◆ **Brano di partenza**:
E' da qui che nasce l'idea del film La Terra (e)strema. Dall'ennesimo atto intimidatorio, come quelli che si ripetevano e tutt'ora si ripetono di anno in anno ad Alcamo per la raccolta dell'uva. E' la voglia di raccontare campo dopo campo le storie di nuovi nomadi, i nuovi braccianti, che da una stagione all'altra si muovono attraverso il sud Italia. Un sud che fa da mappa e calendario per
migliaia di migranti, che si spostano per raccogliere il minimo per la sopravvivenza in condizioni più o meno disumane, tra lavoro grigio e lavoro nero: in inverno in Calabria in primavera in Sicilia in estate in Campania e in Puglia e di nuovo a settembre in Sicilia. Un sud non solo che è campo alla frontiera con i suoi Cie e Cara, cioè con i suoi luoghi d'internamento, ma che diventa campo d'internamento a cielo aperto e senza filo spinato per chi ci vive, lavora e talvolta muore in quelle condizioni.

◆ **Righe di un set di dati**:
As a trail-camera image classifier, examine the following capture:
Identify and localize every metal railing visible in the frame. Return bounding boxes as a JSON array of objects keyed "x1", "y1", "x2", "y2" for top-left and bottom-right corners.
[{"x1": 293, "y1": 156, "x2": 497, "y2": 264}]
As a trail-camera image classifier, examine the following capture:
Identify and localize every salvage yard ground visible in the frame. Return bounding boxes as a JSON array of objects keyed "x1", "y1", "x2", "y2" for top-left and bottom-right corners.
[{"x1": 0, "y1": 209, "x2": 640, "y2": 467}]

---

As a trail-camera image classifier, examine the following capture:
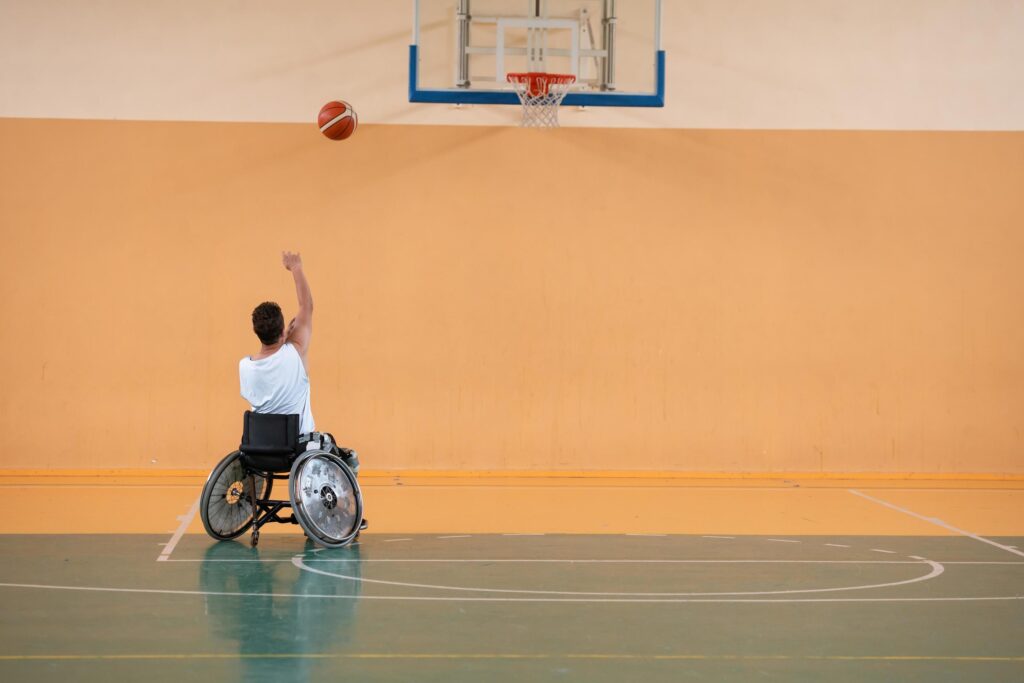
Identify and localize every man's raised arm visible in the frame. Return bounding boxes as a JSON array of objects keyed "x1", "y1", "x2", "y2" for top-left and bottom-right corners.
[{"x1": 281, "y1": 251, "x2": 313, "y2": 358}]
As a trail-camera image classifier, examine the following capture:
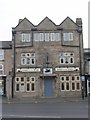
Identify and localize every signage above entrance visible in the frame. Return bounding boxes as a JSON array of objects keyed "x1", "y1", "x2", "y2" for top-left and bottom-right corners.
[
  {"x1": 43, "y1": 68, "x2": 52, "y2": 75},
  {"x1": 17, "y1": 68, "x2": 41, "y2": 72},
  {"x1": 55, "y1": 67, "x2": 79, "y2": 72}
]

◆ **Compiti**:
A – Cita dal brano sui braccianti del sud la parte che si apre con le parole contenenti "E' da qui che" e si chiude con "in quelle condizioni.".
B – Per ciascuna affermazione indica se concorda con il brano sui braccianti del sud, rispondendo sì o no e riportando tra virgolette le parole del brano che lo decidono. (i) In inverno i braccianti lavorano in Calabria. (ii) Gli atti intimidatori ad Alcamo oggi non accadono più. (iii) Il sud diventa un campo d'internamento circondato dal filo spinato.
L'elenco qui non ha alcun ruolo.

◆ **Risposte finali**:
A –
E' da qui che nasce l'idea del film La Terra (e)strema. Dall'ennesimo atto intimidatorio, come quelli che si ripetevano e tutt'ora si ripetono di anno in anno ad Alcamo per la raccolta dell'uva. E' la voglia di raccontare campo dopo campo le storie di nuovi nomadi, i nuovi braccianti, che da una stagione all'altra si muovono attraverso il sud Italia. Un sud che fa da mappa e calendario per
migliaia di migranti, che si spostano per raccogliere il minimo per la sopravvivenza in condizioni più o meno disumane, tra lavoro grigio e lavoro nero: in inverno in Calabria in primavera in Sicilia in estate in Campania e in Puglia e di nuovo a settembre in Sicilia. Un sud non solo che è campo alla frontiera con i suoi Cie e Cara, cioè con i suoi luoghi d'internamento, ma che diventa campo d'internamento a cielo aperto e senza filo spinato per chi ci vive, lavora e talvolta muore in quelle condizioni.

B –
(i) Sì: «in inverno in Calabria».
(ii) No: «tutt'ora si ripetono di anno in anno ad Alcamo».
(iii) No: «a cielo aperto e senza filo spinato».